REQUIREMENTS:
**a)** In the biographical entry, what is the title of the Harvard dissertation?
**b)** Resume the biographical entry of the classicist and Smithsonian official from the point where it stops.

• Date of Birth: October 16, 1920
  • Born City: Calcutta
  • Born State/Country: India
  • Parents: Milton, a jute manufacturer, and Mabel Anderson Barnet (Spence) B.
  • Date of Death: April 01, 1976
  • Death City: Washington
  • Death State/Country: DC
  • Married: Jane S. Kochmann, 2 January 1943.
  • Education:

    A.B., Harvard (summa cum laude), 1940; M.A., 1941; Junior Fellow, Society of Fellows, 1942, 1946-8; Ph.D., 1949; fell., AAR. 

  • Dissertation:

    “Ennius and Roman Tragedy” (Harvard, 1949); reprinted, Monographs in Classical Studies, (Salem, NH: Arno, 1981).

  • Professional Experience:

    9th Photo intelligence Detachment, 7th Air Force; U.S. Army Air Force, 1942-5; promoted to Captain, 1945; U.S. Army Reserve, 1946-50; instr. classics, Harvard, 1949-51; res. Asso., v.p., dir., Harbridge House, Inc., 1951-65; pres. 1969-71; Asst. Secretary of the Army for Installations and Logistics, 1965-9; dep. Under Secretary of the Smithsonian Institution, 1971-2; asst. sec., 1972-3; under sec., 1973-6.

Data extracted from a collection:
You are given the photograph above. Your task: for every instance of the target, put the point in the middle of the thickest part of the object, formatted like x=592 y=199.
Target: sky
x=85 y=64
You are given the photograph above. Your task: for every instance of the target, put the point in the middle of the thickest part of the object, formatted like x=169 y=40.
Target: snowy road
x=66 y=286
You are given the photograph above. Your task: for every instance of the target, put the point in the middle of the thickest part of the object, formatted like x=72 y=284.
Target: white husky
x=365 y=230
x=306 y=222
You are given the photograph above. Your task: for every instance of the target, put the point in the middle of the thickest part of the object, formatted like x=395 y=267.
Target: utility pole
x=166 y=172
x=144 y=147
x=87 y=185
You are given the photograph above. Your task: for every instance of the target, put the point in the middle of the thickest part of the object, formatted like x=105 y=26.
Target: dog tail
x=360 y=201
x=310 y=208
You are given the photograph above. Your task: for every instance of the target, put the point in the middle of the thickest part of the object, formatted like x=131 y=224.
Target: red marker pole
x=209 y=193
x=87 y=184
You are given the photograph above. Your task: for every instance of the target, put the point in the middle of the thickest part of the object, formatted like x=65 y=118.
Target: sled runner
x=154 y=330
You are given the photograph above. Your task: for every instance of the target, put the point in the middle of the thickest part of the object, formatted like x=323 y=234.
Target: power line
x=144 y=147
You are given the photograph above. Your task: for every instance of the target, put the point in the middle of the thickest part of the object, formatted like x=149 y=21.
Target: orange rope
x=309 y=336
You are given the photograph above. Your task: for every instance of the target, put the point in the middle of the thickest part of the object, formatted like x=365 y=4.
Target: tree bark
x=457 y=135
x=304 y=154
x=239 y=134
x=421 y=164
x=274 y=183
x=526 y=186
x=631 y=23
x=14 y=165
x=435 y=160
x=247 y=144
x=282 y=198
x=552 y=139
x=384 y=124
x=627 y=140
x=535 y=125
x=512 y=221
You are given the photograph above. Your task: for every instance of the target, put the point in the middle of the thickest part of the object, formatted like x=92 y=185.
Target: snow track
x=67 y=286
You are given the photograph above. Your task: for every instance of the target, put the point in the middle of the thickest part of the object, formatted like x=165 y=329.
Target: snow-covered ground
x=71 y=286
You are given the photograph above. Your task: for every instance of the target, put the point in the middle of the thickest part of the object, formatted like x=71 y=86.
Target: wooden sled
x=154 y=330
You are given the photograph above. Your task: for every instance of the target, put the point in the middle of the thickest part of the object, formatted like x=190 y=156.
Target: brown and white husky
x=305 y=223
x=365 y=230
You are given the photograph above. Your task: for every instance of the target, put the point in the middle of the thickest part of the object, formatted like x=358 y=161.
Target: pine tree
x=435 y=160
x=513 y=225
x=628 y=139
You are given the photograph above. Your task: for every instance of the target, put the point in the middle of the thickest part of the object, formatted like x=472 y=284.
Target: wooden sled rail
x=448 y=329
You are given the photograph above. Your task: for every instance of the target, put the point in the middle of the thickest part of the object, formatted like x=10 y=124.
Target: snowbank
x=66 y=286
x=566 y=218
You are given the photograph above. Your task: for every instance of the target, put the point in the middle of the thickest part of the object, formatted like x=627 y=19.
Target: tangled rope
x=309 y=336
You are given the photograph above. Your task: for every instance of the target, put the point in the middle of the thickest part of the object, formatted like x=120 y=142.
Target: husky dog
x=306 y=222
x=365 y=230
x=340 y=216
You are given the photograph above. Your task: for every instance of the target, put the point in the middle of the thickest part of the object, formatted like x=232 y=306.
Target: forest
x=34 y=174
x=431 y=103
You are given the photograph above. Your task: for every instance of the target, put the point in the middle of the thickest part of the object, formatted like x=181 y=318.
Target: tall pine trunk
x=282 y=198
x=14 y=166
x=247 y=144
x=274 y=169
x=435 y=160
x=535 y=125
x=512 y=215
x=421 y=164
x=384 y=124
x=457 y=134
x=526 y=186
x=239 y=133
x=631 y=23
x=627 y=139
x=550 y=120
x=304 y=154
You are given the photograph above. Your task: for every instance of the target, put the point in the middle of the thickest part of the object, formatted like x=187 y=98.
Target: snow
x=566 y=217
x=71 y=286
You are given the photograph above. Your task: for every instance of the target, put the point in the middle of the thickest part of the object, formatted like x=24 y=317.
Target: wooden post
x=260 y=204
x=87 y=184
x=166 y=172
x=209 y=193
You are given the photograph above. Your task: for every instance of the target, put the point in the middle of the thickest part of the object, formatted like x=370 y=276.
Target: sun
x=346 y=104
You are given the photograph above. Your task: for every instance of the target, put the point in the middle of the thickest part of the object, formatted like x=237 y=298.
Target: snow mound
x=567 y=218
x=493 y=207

ANSWERS TO THE EXERCISE:
**a)** "Ennius and Roman Tragedy"

**b)**
  • Publications:

    “Discolor Aura: Reflections on the Golden Bough,” AJP 74 (1953) 260-80; “Angle of Repose,” (poem), New Yorker 44,20 (6 July 1968) 58; “In the Tunnel: St. Andrew’s Castle,” (poem), The Atlantic 232,4 (October 1973) 111; Euripides Children of Heracles, trans. with Henry Taylor, Greek Tragedy in New Translations (New York: Oxford University Press, 1981); Roman Epistle. Poems Dublin, NH: W.L. Bauhan, 1984).

  • Notes:

    In his short career as a classicist, Brooks, known to his friends as “Rab,” published a seminal article on the Golden Bough in Aeneid 6. Discolor aura” interprets Aeneas as an ambiguous, if not failed, hero. In Brooks’s view, the Aeneid is “an attack on the part of the indeterminate, the various and fallible nature of man, upon the necessities both of history and of fate. The attack begins by assuming conquest; it ends by implying defeat and destruction….Neither the hero nor the poet ever comes to terms with the ends which are so easily postulated and so desperately sought throughout the poem.” The view preceded and opposed the mature interpretations of post-World War II critics like Karl Büchner, Friedrich Klingner, and Brooks Otis, who believed that Virgil supported Augustus and that his hero eventually becomes confident of his purpose. Brooks showed that Virgil’s text presented a hero in conflict between her personal and public missions and that the poem itself was a meditation on human fallibility–views that greatly influenced his students and subsequent generations of what is accurately or inaccurately called the “Harvard School.”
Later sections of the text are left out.